出題 1 =
レーザーテックの沿革には、どのような見出しが並んでいますか？すべて挙げてください。
出題 2 =
レーザーテックの沿革によると、内山康が「有限会社東京ITV研究所」を創業したのは何年ですか？
出題 3 =
レーザーテックの沿革の最後の文に続けて、その先を書き進めてください。

抽出テキスト =

◇ ◇ ◇ ◇

有限会社東京ITV研究所を創業
松下通信工業に勤務していた内山康(当時29歳)が独立を決意し、1960年に「有限会社東京ITV研究所」を創業した。
創業時から「世の中にないものを作る」という理念を掲げていたというが、当初は松下電器向けに「X線ビデオカメラ」の受託開発を行なっていた。
日本自動制御株式会社を設立
ビデオテープ向け検査装置を開発
下請けから脱却し、事業の本格展開のため、新規事業に参入。当時普及しつつあったビデオテープに使用する「磁気テープ」の品質を検査するための「テンションアナライザー」を開発し、検査装置事業に本格参入した。
磁気テープの幅が一定であることを計測するために、二台のカメラを用いた装置を開発した。
この結果、光学技術を各種製造装置に応用させることが、今日に至るまでレーザーテックの特色となった。
顕微鏡自動焦点装置を開発
光学技術を応用して、顕微鏡の関連部品を開発した。
続いて、1980年代には顕微鏡の製造に参入し、好況・不況の波が激しい検査装置事業の影響を緩和するために、安定した需要がある顕微鏡の事業を継続した
半導体フォトマスク向け検査装置を開発(世界初)
半導体製造における回路印刷(露光)に必要になる「フォトマスク」に関して、フォトマスクに欠陥がないかを判別するための検査装置「フォトマクス欠陥検査装置」を世界で初めて開発した。フォトマスク向けの検査装置が、2022年の現在に至るまでレーザーテックの主力事業に育ったため、同社の歴史におけるもっとも重要な製品開発である。

◇ ◇ ◇ ◇

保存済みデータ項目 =
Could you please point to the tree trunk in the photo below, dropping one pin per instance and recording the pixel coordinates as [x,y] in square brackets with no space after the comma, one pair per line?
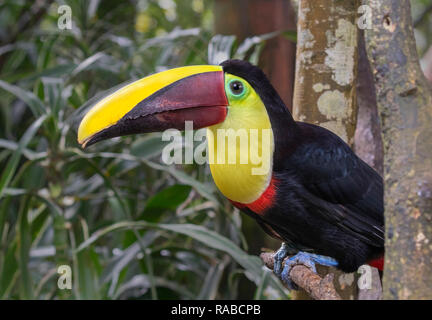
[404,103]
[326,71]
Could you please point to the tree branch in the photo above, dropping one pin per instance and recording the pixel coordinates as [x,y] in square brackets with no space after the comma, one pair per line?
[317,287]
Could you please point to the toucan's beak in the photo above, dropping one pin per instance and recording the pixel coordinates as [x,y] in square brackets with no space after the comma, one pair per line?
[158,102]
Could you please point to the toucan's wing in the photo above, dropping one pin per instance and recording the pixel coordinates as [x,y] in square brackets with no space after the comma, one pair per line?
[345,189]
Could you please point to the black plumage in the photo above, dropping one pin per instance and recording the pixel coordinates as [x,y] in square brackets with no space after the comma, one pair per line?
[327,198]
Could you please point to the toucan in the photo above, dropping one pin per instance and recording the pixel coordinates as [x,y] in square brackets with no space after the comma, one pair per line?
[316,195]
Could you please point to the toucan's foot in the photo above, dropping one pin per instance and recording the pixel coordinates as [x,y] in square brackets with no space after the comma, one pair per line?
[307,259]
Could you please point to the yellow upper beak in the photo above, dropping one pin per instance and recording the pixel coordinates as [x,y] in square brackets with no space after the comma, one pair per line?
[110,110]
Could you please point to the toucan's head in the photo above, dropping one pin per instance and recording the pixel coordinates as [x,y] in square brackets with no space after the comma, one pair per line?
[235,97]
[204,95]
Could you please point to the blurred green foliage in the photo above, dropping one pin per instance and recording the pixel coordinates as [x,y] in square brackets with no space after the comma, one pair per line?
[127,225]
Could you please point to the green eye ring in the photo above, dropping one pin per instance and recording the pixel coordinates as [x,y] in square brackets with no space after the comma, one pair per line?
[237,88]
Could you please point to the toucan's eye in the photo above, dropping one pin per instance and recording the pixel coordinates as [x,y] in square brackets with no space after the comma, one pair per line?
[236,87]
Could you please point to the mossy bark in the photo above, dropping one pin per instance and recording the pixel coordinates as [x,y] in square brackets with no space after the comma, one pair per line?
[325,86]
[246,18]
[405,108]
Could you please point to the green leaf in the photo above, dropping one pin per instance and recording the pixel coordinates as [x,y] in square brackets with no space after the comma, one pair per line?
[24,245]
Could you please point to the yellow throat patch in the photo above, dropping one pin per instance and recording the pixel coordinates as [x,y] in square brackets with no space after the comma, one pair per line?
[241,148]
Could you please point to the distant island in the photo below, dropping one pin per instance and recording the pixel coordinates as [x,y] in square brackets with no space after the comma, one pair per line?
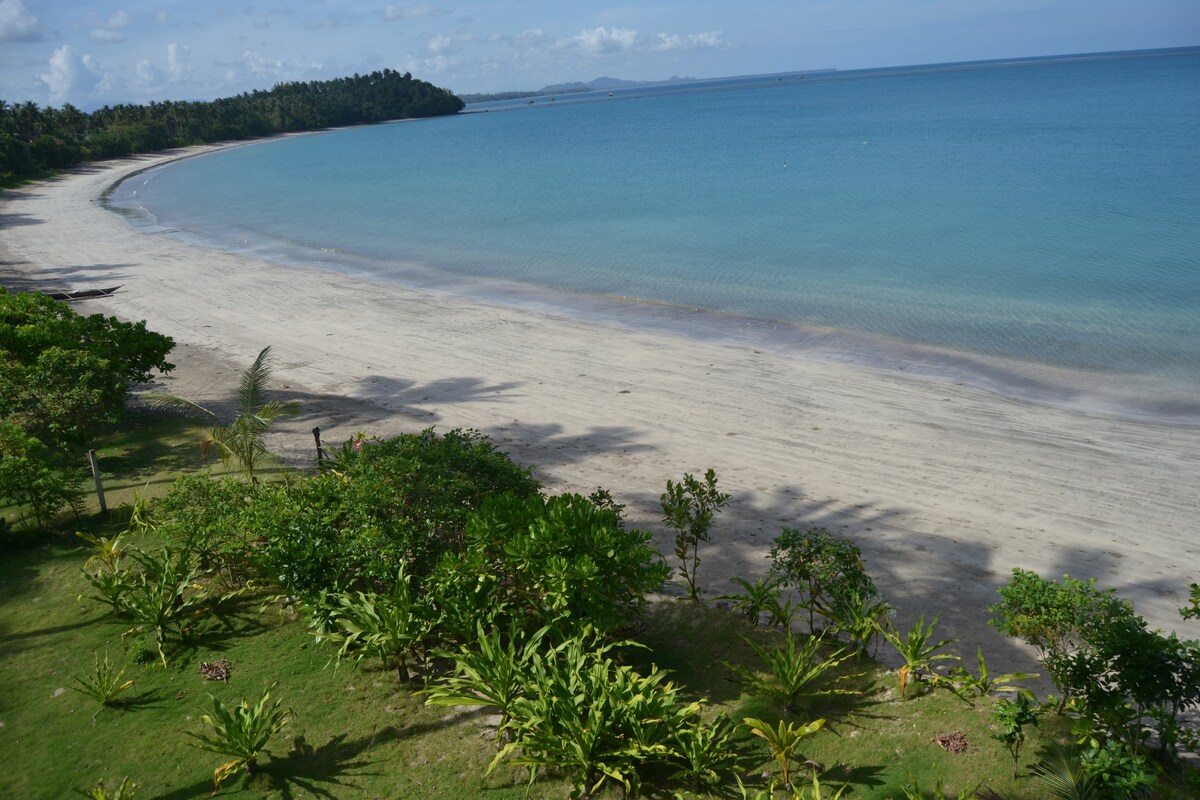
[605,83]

◇ ◇ ◇ ◇

解答例 1 =
- 有限会社東京ITV研究所を創業
- 日本自動制御株式会社を設立
- ビデオテープ向け検査装置を開発
- 顕微鏡自動焦点装置を開発
- 半導体フォトマスク向け検査装置を開発(世界初)

解答例 2 =
1960年です。

解答例 3 =
1970年代は半導体の量産工程が自動化されていく黎明期であり、フォトマスクという技術が登場した時期であった。だが、当時はフォトマスクに問題がないことを検査するためには人手が必要で、顕微鏡を覗いてマスクに描かれた回路に不良箇所がないかを調査しており、信頼性や過酷な労働が問題になっていた。
労働集約的なフォトマスクの検査工程に着目し、レーザーテックは二台のカメラを活用した「Die to Die」という検査方式を開発。フォトマスクに隣接する2つのチップをカメラで捉えて、これらの画像を比較することによって、正常かどうかを判断する技術を開発した。
この技術は、ビデオテープの検査装置に活用されたものであり、半導体向けのフォトマスク検査装置にも技術が応用された。
日本はアメリカを追い越しつつあるといわれているが、新しいタイプのLSIの発明や、LSIの製作または検査のための装置の開発に関しては、アメリカに遥かに及ばない。われわれは30名ばかりの陣容で、アメリカに先駆けてLSIフォトマスク決算検査装置を開発し、日本のLSIの品質、歩留まりの向上に大きく貢献した。アメリカにおいては、我々よりも1年ばかり遅れて同じような目的に使う検査装置が発表された。このようなLSI関係の高度の装置を、日本の方が先に開発したのは珍しいといわれている。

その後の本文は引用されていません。